▶ **REQUIREMENT**
Here are some entries; quote each one exactly.

>> start DATA LINES

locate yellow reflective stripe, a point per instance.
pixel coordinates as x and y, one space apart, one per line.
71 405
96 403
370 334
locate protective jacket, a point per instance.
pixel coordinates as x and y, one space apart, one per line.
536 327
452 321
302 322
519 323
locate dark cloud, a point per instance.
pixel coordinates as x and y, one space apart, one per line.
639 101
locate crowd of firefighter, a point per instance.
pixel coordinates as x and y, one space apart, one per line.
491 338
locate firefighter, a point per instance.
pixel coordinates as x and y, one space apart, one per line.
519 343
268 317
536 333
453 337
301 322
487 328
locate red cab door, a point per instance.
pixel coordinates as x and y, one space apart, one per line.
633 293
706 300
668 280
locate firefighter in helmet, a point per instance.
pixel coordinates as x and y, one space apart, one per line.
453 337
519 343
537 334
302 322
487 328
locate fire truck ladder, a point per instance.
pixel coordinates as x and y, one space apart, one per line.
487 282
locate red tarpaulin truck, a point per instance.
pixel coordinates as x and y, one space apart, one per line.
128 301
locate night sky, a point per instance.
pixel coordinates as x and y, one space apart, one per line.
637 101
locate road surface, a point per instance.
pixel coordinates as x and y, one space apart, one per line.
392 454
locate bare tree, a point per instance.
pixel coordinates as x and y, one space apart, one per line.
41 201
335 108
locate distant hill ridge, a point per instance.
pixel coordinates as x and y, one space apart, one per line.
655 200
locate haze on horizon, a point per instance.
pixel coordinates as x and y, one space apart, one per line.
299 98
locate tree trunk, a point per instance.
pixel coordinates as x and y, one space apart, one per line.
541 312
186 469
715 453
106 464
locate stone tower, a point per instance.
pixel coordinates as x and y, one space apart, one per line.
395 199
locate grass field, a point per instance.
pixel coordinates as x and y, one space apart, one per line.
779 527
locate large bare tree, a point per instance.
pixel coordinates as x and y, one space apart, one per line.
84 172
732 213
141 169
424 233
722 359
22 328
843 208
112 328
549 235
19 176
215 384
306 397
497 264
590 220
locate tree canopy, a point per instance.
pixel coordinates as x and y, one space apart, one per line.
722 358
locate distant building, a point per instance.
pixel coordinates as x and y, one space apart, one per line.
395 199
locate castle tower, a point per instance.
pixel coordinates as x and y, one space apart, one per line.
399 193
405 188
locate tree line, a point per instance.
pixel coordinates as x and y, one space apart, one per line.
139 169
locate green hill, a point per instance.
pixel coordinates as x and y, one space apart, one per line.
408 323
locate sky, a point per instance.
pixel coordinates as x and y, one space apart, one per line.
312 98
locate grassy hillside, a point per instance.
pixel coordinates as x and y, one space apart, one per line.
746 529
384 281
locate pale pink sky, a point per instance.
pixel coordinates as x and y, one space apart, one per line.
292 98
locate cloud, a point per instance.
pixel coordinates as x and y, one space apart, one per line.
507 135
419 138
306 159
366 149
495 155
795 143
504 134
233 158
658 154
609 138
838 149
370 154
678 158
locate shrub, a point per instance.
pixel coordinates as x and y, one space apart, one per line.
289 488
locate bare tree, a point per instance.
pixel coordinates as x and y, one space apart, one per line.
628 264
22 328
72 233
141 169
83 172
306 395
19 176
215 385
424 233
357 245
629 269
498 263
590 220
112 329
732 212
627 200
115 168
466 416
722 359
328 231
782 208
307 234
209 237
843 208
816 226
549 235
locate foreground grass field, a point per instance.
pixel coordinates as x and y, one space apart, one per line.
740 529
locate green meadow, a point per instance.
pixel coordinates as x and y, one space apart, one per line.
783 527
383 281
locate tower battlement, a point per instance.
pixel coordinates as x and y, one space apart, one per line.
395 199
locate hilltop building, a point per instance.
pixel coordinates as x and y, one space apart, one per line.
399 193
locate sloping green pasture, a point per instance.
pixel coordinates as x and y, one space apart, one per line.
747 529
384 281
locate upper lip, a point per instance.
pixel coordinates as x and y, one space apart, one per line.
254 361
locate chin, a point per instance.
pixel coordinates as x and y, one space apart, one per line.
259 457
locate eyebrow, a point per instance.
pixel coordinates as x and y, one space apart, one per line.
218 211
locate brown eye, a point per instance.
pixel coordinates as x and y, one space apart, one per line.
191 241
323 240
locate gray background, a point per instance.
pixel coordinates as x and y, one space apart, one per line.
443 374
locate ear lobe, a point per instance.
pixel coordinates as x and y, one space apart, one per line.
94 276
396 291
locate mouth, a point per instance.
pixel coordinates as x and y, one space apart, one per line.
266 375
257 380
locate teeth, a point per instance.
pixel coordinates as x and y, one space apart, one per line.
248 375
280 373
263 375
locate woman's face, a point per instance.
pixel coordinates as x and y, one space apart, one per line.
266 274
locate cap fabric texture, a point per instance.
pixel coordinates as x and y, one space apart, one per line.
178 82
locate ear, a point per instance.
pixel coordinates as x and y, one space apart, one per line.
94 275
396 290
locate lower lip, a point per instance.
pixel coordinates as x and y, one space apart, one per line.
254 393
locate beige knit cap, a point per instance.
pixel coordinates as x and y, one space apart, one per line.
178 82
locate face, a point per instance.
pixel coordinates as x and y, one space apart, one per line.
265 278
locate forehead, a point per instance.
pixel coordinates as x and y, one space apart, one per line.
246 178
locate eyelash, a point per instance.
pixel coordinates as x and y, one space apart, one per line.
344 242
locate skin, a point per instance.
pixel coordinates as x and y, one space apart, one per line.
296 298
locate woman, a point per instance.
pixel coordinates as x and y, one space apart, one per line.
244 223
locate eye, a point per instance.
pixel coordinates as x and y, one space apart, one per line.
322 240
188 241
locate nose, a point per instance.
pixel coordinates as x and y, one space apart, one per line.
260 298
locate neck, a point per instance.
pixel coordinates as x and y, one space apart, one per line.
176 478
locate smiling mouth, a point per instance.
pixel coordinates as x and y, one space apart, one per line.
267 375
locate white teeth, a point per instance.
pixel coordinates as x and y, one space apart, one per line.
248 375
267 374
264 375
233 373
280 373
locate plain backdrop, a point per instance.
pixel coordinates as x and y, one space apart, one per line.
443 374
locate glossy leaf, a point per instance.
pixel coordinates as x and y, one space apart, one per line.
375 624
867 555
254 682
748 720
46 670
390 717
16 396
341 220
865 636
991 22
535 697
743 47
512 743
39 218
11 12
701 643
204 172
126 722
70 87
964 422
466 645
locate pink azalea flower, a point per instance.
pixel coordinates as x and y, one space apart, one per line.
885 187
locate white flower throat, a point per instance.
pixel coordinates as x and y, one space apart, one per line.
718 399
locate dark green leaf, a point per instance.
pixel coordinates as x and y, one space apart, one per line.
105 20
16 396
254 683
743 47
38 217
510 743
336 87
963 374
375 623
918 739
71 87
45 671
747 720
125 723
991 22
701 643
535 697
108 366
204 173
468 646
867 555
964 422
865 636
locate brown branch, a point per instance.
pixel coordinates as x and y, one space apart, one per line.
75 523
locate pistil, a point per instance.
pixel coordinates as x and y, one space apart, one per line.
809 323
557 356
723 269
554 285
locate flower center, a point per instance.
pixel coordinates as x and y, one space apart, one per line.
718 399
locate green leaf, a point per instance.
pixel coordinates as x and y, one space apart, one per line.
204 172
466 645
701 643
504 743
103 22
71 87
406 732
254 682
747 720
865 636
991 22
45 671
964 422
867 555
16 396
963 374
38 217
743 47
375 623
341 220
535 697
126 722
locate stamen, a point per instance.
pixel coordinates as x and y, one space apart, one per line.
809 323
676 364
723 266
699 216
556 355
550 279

>> end DATA LINES

▶ **TASK SOLUTION**
locate yellow reflective stripe, a point per instance.
pixel coordinates as x and y, one space apart, one per line.
71 405
96 403
370 334
locate protective jacket, a point per instance.
pixel coordinates as x and y, one space apart, one per line.
536 327
452 321
302 322
519 323
locate dark cloud, a point per instance.
pixel coordinates as x and y, one space apart, one per line.
639 101
locate crowd of firefighter, a point per instance.
pixel coordinates as x and y, one space apart, one per line.
491 338
locate firefighter, a point per instance.
pixel coordinates as x and y, one space apart, one per line.
519 343
268 317
536 333
453 337
301 322
487 328
locate red cab door, a point per instance.
pixel coordinates as x and y, one space apart, one per line.
633 293
706 300
668 280
locate firefighter in helmet, a point per instance.
pixel coordinates as x and y, one space apart, one per line.
453 337
519 343
537 334
302 322
487 328
locate fire truck ladder, a point per instance.
pixel coordinates as x and y, one space apart, one per line.
487 282
locate red tarpaulin truck, a point per instance.
pixel coordinates as x and y, one space apart, one per line.
128 301
locate night sky, a point per instance.
pixel coordinates as x and y, one space apart, one per line.
637 101
locate road surface, a point per instance.
pixel coordinates as x and y, one space apart, one per line.
392 454
locate bare tree, a point per instance.
pixel coordinates as x and y, one space apart, one per line.
41 201
335 108
locate distant hill ridge, a point per instance.
pixel coordinates as x and y, one space apart, one per line.
655 200
locate haze on horizon, a point per instance.
pixel coordinates as x and y, one space apart, one per line.
299 98
locate tree trunk, a point per instance.
pixel coordinates as x and y, one space apart, one per line.
541 312
186 469
715 453
106 464
locate stone tower, a point per instance.
pixel coordinates as x and y, one space apart, one per line.
395 199
locate grass field, a point per instance.
pixel coordinates as x and y, one space apart, one per line.
779 527
locate large bare tree, a point per instance.
pixel coordinates as x and y, one space apart, one per line.
84 172
732 213
141 169
424 233
722 359
22 328
843 208
112 328
549 235
19 176
215 384
306 397
497 264
590 220
locate tree canopy, a point per instance.
pixel coordinates as x and y, one space apart, one per line.
722 358
locate distant building, a point per instance.
pixel coordinates as x and y, one space apart, one per line.
395 199
locate castle tower, a point per instance.
pixel coordinates as x and y, one space apart, one per line.
399 193
405 188
locate tree line, a point per instance.
pixel coordinates as x and y, one space apart, one per line.
139 169
locate green hill, a point per instance.
pixel coordinates as x and y, one space apart, one per line.
408 323
locate sky, a point per instance.
pixel coordinates as x and y, one space apart, one per line.
312 98
locate grassy hillside, a point per instance.
pixel coordinates as x and y, one space apart, one per line.
746 529
384 281
locate pale pink sky, a point per instance.
pixel coordinates as x and y, one space apart, one per line.
292 98
locate cloud, a point per instance.
pixel coordinates as x and y, one space apart, one per line.
507 135
419 138
306 159
366 149
495 155
795 143
504 134
233 158
658 154
609 138
838 149
370 154
678 158
locate shrub, a point per instance.
pixel coordinates as x and y, one space apart, one per line.
289 488
locate bare tree, a point per instance.
pixel coordinates as x and y, one space apart, one per line.
628 264
22 328
72 233
141 169
83 172
306 395
19 176
215 385
424 233
357 245
629 269
498 263
590 220
112 329
732 212
627 200
115 168
466 416
722 359
328 231
782 208
307 234
209 237
843 208
816 226
549 235
locate foreground grass field, a point per instance.
pixel coordinates as x and y, one space apart, one per line.
740 529
locate green meadow, a point per instance.
pixel coordinates as x and y, one space apart, one per line.
783 527
383 281
locate tower battlement, a point per instance.
pixel coordinates as x and y, one space apart, one per line.
395 199
locate hilltop building, a point per instance.
pixel coordinates as x and y, one space apart, one per line.
399 193
locate sloping green pasture, a point per instance.
pixel coordinates as x and y, one space apart, one per line.
747 529
384 281
locate upper lip, a point per instance.
pixel coordinates as x and y, one space apart, one per line.
254 361
locate chin, a point per instance.
pixel coordinates as x and y, one space apart, one per line.
259 457
locate eyebrow, a point per instance.
pixel coordinates as x and y, one space apart, one per line.
218 211
locate brown eye, a point per instance.
pixel coordinates as x and y, one space apart, one per line.
191 241
323 240
locate gray background, a point per instance.
pixel coordinates as x and y, one space apart, one per line.
443 374
locate ear lobe, a point per instance.
pixel coordinates as x and y, one space apart, one per line.
94 276
396 291
locate mouth, a point per instance.
pixel coordinates as x and y, one space apart, one per line.
266 375
257 380
locate teeth, a point per instance.
pixel coordinates as x and y, one space apart, one per line.
248 375
280 373
263 375
locate woman's face, a point per instance.
pixel coordinates as x and y, one space apart, one per line.
266 274
locate cap fabric texture, a point per instance.
pixel coordinates as x and y, one space apart, one per line.
178 82
locate ear, a point per instance.
pixel coordinates as x and y, one space apart, one per line.
94 275
396 290
locate lower lip, a point per instance.
pixel coordinates as x and y, one space apart, one per line.
254 393
locate beige knit cap, a point per instance.
pixel coordinates as x and y, one space apart, one per line.
178 82
locate face, a point per instance.
pixel coordinates as x and y, one space apart, one per line.
265 278
locate forehead, a point per instance.
pixel coordinates as x and y, one space apart, one per line.
246 178
locate eyelash, a point per instance.
pixel coordinates as x and y, one space apart, one per line.
344 242
locate skin, a point per instance.
pixel coordinates as x and y, one space apart, one per line.
296 298
locate woman, a point per instance.
pixel coordinates as x and y, one space apart, one per line.
244 223
locate eye, a point per instance.
pixel coordinates as x and y, one space apart, one per line.
322 240
188 241
locate nose, a point per instance.
pixel coordinates as x and y, one space apart, one per line.
260 298
locate neck, a point per instance.
pixel coordinates as x and y, one space apart, one per line.
176 478
locate smiling mouth, a point per instance.
pixel coordinates as x and y, one space apart, one per line.
267 375
locate white teeth, a point per instance.
pixel coordinates as x and y, one space apart, one per line.
248 375
267 374
264 375
233 373
280 373
locate plain backdrop, a point per instance.
pixel coordinates as x and y, one space apart, one per line.
443 374
locate glossy leaf, a point per instance.
pixel coordinates as x and y, one space apart, one per line.
375 624
867 555
254 682
748 720
46 670
390 717
16 396
341 220
865 636
991 22
535 697
743 47
512 743
39 218
11 12
701 643
204 172
126 722
70 87
964 422
466 645
locate pink azalea flower, a point per instance.
pixel coordinates as x and y, one space apart, one per line.
885 187
locate white flower throat, a point per instance.
pixel coordinates as x and y, one space apart, one per line.
718 399
locate dark green leaf, a point per instance.
pixel coordinates as x and y, one space apart, one per line.
105 20
16 396
254 683
743 47
38 217
510 743
336 87
963 374
375 623
918 739
71 87
45 671
747 720
125 723
991 22
701 643
535 697
108 366
204 173
468 646
867 555
964 422
865 636
locate brown branch, a point per instance.
pixel coordinates as x and y, one space apart, one per line.
75 523
locate pistil, a point per instance.
pixel coordinates as x and y, one space apart, one per line.
809 323
557 356
723 269
554 285
locate flower center, a point per instance.
pixel coordinates as x and y, one space apart, one per line.
718 399
locate green leaf, a point per instance.
pixel coordinates as x and y, one space apart, one per line.
204 172
466 645
701 643
504 743
103 22
71 87
406 732
254 682
747 720
865 636
991 22
45 671
964 422
867 555
16 396
963 374
38 217
743 47
375 623
341 220
535 697
126 722
locate stamen, a point per instance.
pixel coordinates as x and y, one space apart, one per line.
809 323
676 364
723 266
699 216
556 355
550 279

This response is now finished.